TASKS:
1. Extract the portion of the passage on the British passport contract from "Sacre bleu! The" up to and including "the Brexit debate.", keeping its wording unchanged.
2. In the passage on the British passport contract, what kind of firm is rumored to have been chosen to produce the new blue passports?
3. Carry on the passage about the controversy over the British passport contract, beginning right after its final sentence.

Sacre bleu! The furore over the (rumoured) decision to award the contract to produce the new, “iconic” and definitely blue British passports to a Franco-Dutch firm has something for everyone. From headline writers and cartoonists to publicity-seeking politicians to experts in public procurement law, there is no shortage of commentary. And it has brought predictable reactions from the various sides of the Brexit debate.
For Remainers, it is an ideal target for mockery, as what was supposed to be an easy, symbolic victory for the Brexiteers backfires embarrassingly. For some in the press and on the “hard Brexit” wing of the Conservative party, it is an ideal stick with which both to beat the government for its supposed spinelessness and to point to the EU procurement rules which supposedly force us to award this contract to the best value tender.

RECORD LIST:
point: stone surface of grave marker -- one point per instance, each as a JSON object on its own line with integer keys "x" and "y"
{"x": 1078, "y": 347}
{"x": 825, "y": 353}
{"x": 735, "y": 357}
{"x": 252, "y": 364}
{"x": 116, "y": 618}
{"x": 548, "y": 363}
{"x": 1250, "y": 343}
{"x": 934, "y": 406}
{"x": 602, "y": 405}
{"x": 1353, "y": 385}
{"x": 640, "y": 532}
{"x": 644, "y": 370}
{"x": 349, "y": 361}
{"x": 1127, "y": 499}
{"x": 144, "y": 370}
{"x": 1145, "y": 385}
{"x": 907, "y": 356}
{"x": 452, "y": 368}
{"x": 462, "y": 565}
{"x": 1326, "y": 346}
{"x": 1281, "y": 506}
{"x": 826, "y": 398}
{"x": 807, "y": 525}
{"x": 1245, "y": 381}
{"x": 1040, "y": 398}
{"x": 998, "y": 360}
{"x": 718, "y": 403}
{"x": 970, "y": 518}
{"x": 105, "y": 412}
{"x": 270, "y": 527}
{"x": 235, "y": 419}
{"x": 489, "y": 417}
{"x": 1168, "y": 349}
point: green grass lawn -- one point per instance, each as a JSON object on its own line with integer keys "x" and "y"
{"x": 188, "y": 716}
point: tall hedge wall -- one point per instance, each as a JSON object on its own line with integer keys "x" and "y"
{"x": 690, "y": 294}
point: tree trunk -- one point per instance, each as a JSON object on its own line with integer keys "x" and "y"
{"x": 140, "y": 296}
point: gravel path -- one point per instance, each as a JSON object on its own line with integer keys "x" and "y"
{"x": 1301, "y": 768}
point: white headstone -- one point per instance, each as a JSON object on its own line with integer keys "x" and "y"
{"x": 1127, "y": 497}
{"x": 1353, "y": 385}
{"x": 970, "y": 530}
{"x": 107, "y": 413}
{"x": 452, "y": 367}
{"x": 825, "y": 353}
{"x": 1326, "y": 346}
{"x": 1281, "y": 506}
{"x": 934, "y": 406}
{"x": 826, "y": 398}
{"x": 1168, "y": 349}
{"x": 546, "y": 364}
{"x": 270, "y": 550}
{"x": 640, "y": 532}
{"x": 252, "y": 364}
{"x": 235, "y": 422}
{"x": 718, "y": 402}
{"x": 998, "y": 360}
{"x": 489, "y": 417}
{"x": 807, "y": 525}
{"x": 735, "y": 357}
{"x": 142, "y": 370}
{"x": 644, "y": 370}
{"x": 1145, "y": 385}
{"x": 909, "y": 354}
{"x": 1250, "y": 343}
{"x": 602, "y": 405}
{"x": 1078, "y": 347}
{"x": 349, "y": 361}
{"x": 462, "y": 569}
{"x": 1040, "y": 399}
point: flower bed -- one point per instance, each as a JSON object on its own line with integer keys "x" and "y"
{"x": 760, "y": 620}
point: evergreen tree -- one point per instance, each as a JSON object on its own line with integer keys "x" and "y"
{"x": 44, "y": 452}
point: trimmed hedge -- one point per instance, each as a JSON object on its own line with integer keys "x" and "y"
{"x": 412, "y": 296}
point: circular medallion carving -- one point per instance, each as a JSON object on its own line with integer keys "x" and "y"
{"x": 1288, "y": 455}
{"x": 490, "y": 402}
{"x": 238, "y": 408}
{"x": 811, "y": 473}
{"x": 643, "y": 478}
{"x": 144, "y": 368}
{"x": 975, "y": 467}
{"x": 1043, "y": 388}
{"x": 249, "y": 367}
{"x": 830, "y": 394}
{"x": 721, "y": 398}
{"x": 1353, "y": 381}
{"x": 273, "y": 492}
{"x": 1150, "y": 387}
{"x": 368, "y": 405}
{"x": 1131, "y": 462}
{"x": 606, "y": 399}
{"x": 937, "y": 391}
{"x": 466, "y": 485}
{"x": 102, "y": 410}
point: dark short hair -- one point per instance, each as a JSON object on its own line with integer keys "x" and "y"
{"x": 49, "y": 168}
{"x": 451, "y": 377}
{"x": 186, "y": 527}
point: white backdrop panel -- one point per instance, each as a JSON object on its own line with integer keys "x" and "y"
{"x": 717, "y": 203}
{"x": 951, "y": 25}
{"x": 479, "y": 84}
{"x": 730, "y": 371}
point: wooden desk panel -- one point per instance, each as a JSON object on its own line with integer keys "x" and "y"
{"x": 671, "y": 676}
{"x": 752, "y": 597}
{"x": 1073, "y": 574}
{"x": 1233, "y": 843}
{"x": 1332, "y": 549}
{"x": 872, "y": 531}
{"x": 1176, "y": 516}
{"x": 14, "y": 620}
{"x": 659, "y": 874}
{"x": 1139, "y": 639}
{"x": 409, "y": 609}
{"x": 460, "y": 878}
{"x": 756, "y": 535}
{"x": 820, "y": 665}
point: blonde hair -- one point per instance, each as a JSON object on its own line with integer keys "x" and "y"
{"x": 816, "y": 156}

ANSWERS FOR THE EXERCISE:
1.
Sacre bleu! The furore over the (rumoured) decision to award the contract to produce the new, “iconic” and definitely blue British passports to a Franco-Dutch firm has something for everyone. From headline writers and cartoonists to publicity-seeking politicians to experts in public procurement law, there is no shortage of commentary. And it has brought predictable reactions from the various sides of the Brexit debate.

2. A Franco-Dutch firm.

3.
And for the so-called “Liberal Leavers” – including the small minority of economists who support Brexit – who claim that Brexit will allow the UK to escape the supposedly protectionist EU and forge a “Global Britain” it provides an opportunity to demonstrate their intellectual consistency, by arguing that the UK could and should continue to follow the same “best value” approach after Brexit. For example, Julian Jessop, Chief Economist of the Institute for Economic Affairs, tweeted: “Free trade = buying goods and services from wherever offers best quality and price, even if abroad. Yes, this includes printing of passports.” Few economists, wherever they stand on Brexit, would disagree.
But although it is tempting to dismiss this episode as merely an amusing distraction from the bigger Brexit issues, it illustrates a fundamental problem with Julian’s argument and that of other Liberal Leavers, including the leading Cabinet Brexiteers like Boris Johnson, Liam Fox and Michael Gove. Post-Brexit, for all their rhetoric to the contrary, the UK will be a less rather than more open economy.
The basic point here is that the government faces what economists call a “time-consistency problem”. That is, that while it would like to commit to welfare-improving policies – for example, that government contracts should awarded on merit, with no national preference – it cannot credibly commit to such a policy, because, in some circumstances, it will be rational for the government to renege on its commitment. Knowing this, other economic agents, in particular the private sector, will plan on the basis that the government won’t keep this promise. The end result is that everyone will be worse off.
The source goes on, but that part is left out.